**PAGE EXCERPT:**
##############################

Friday, January 15, 2010

FDQ: In Focus

As a photographer (http://www.faeyephotography.com/) and doll collector, I started photographing my dolls almost simultaneously as I started collecting them. There are many inherit difficulties in photographing dolls that just don't exist when photographing things on a larger scale. Styling, scale, stands, reflections, all of these things present problems. After buying many issues of FDQ over the last few years, I was excited when the In Focus book project was announced, and eagerly awaited it's release.

##############################

**DATA BLOCK:**
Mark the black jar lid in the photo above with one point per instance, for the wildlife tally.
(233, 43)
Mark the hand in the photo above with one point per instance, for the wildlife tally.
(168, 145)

##############################

**INSTRUCTIONS:**
#1 Rewrite the paragraph in the doll photography post that begins "As a photographer" more briefly, keeping its main facts.
#2 According to the doll photography post, what problems come up when photographing dolls?
#3 Duplicate the doll photography post from "Friday, January 15, 2010" to "awaited it's release.".

**SOLUTIONS TO THE EXERCISE:**
#1 As a photographer and doll collector, I began photographing my dolls almost as soon as I started collecting them. Dolls are hard to photograph because of their small scale, and styling, scale, stands, and reflections all cause problems. After buying many FDQ issues in recent years, I was excited when the In Focus book project was announced and eagerly awaited its release.

#2 Styling, scale, stands, and reflections.

#3
Friday, January 15, 2010

FDQ: In Focus

As a photographer (http://www.faeyephotography.com/) and doll collector, I started photographing my dolls almost simultaneously as I started collecting them. There are many inherit difficulties in photographing dolls that just don't exist when photographing things on a larger scale. Styling, scale, stands, reflections, all of these things present problems. After buying many issues of FDQ over the last few years, I was excited when the In Focus book project was announced, and eagerly awaited it's release.